- [원문]:
——————

실습 (Conv + Pool, colab)

💧 CNN 구조를 PyTorch 이용해서 간단하게 만들어보기

import torch
import torch.nn as nn
import torch.nn.functional as F
import torch.optim as optim

input_tensor = torch.randn(1, 1, 28, 28)    # (batch, channel, height, width) -> 흑백 이미지

conv = nn.Conv2d(
    in_channels=1,          # 입력 한장
    out_channels=4,       # 4개의 채널로 출력
    kernel_size=3, 
    stride=1, 
    padding="same"     # padding의 기본값은 valid
)

pool = nn.MaxPool2d(    # 풀링 레이어
    kernel_size=2, 
    stride=2
)

output = F.relu(conv(input_tensor))
print(output.shape)

output = pool(output)
print(output.shape)
"""
torch.Size([1, 4, 28, 28])	# 4개의 특징 맵으로 4차원
torch.Size([1, 4, 14, 14])	# 반이 감소
"""

print(conv.weight.shape)
print(conv.bias.shape)
"""
torch.Size([4, 1, 3, 3])
torch.Size([4])
"""

CNN Model

1. Feature Extraction Layer

2. Fully Connected (Classification) Layer

class CNNModel(nn.Module):
    def __init__(self):
        super().__init__()

        # 특성추출층
        self.conv1 = nn.Conv2d(1, 32, kernel_size=3, padding='same')
        self.conv2 = nn.Conv2d(32, 64, kernel_size=3, padding='valid')
        self.pool = nn.MaxPool2d(2, 2)

        # 완전연결층
        self.flatten = nn.Flatten()
        self.fc1 = nn.Linear(64 * 13 * 13, 100)
        self.fc2 = nn.Linear(100, 10)

    def forward(self, x):
        x = F.relu(self.conv1(x))
        x = F.relu(self.conv2(x))
        x = self.pool(x)

——————

- [문제 조건]:
위의 PyTorch CNN 실습 원문 전체를 한 글자도 바꾸지 말고 옮겨 적으세요. 다음에 오는 줄들은 이 작업에 쓰이지 않습니다.

——————

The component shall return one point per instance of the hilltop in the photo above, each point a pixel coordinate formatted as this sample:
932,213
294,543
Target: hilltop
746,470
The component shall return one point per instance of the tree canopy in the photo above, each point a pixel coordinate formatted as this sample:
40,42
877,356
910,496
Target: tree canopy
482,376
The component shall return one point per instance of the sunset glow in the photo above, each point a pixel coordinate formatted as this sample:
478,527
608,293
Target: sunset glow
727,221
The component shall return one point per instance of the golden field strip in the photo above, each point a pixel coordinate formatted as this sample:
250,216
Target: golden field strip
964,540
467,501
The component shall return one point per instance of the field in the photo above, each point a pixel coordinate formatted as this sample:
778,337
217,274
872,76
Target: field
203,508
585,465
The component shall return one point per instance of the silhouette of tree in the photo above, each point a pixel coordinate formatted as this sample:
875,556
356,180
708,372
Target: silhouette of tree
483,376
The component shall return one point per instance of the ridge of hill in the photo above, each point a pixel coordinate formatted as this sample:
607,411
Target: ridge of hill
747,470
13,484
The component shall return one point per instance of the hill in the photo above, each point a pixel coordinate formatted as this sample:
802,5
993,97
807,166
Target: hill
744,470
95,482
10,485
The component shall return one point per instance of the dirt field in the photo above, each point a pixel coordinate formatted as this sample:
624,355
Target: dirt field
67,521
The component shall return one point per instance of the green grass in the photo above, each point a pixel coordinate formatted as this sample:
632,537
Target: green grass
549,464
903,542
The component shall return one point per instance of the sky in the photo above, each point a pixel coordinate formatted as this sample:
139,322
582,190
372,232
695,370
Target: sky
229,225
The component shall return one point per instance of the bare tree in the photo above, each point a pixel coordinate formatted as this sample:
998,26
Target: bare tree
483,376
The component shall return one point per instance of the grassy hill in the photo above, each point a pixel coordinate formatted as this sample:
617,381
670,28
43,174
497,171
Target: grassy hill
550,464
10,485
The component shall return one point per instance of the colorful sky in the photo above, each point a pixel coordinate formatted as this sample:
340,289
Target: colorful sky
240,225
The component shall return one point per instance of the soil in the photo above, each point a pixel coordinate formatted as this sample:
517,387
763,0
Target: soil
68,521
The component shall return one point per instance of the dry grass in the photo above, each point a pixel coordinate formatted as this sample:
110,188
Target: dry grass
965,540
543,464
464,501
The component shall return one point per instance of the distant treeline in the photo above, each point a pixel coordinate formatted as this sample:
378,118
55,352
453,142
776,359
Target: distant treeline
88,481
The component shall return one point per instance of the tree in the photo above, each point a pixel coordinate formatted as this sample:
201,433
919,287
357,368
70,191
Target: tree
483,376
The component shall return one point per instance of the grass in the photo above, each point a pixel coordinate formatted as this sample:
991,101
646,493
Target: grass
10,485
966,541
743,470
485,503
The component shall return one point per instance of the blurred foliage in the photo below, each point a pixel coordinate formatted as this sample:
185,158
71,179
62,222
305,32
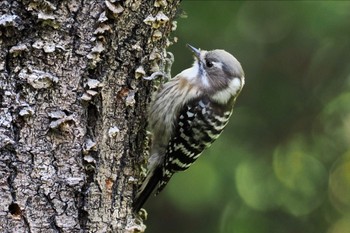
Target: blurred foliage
283,163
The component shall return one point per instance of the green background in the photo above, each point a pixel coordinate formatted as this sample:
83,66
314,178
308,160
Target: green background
283,163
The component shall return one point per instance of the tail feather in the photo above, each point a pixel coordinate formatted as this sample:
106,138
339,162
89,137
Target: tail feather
148,186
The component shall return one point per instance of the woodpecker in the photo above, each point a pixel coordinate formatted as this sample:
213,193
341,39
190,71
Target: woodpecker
187,114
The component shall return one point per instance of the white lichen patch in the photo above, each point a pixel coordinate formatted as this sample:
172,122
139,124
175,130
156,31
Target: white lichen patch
18,49
8,20
140,72
38,79
115,8
113,131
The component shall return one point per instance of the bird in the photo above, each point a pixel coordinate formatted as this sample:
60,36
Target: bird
187,114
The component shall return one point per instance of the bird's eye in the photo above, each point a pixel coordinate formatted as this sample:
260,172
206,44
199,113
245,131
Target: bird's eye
209,64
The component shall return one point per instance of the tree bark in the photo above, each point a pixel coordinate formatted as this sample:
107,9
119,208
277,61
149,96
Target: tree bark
73,106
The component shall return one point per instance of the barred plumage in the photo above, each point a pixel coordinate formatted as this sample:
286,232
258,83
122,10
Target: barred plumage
188,113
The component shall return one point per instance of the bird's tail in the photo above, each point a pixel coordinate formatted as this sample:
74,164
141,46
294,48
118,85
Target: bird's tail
148,185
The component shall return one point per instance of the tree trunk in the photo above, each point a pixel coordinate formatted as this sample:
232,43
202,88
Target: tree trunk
73,106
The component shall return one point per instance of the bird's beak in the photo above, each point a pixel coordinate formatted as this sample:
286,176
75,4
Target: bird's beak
196,51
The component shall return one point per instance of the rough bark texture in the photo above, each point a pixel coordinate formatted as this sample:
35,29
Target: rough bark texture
73,108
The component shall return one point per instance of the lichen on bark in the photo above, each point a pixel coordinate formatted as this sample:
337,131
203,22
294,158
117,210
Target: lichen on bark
73,106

——————

- [작업 결과]:
실습 (Conv + Pool, colab)

💧 CNN 구조를 PyTorch 이용해서 간단하게 만들어보기

import torch
import torch.nn as nn
import torch.nn.functional as F
import torch.optim as optim

input_tensor = torch.randn(1, 1, 28, 28)    # (batch, channel, height, width) -> 흑백 이미지

conv = nn.Conv2d(
    in_channels=1,          # 입력 한장
    out_channels=4,       # 4개의 채널로 출력
    kernel_size=3, 
    stride=1, 
    padding="same"     # padding의 기본값은 valid
)

pool = nn.MaxPool2d(    # 풀링 레이어
    kernel_size=2, 
    stride=2
)

output = F.relu(conv(input_tensor))
print(output.shape)

output = pool(output)
print(output.shape)
"""
torch.Size([1, 4, 28, 28])	# 4개의 특징 맵으로 4차원
torch.Size([1, 4, 14, 14])	# 반이 감소
"""

print(conv.weight.shape)
print(conv.bias.shape)
"""
torch.Size([4, 1, 3, 3])
torch.Size([4])
"""

CNN Model

1. Feature Extraction Layer

2. Fully Connected (Classification) Layer

class CNNModel(nn.Module):
    def __init__(self):
        super().__init__()

        # 특성추출층
        self.conv1 = nn.Conv2d(1, 32, kernel_size=3, padding='same')
        self.conv2 = nn.Conv2d(32, 64, kernel_size=3, padding='valid')
        self.pool = nn.MaxPool2d(2, 2)

        # 완전연결층
        self.flatten = nn.Flatten()
        self.fc1 = nn.Linear(64 * 13 * 13, 100)
        self.fc2 = nn.Linear(100, 10)

    def forward(self, x):
        x = F.relu(self.conv1(x))
        x = F.relu(self.conv2(x))
        x = self.pool(x)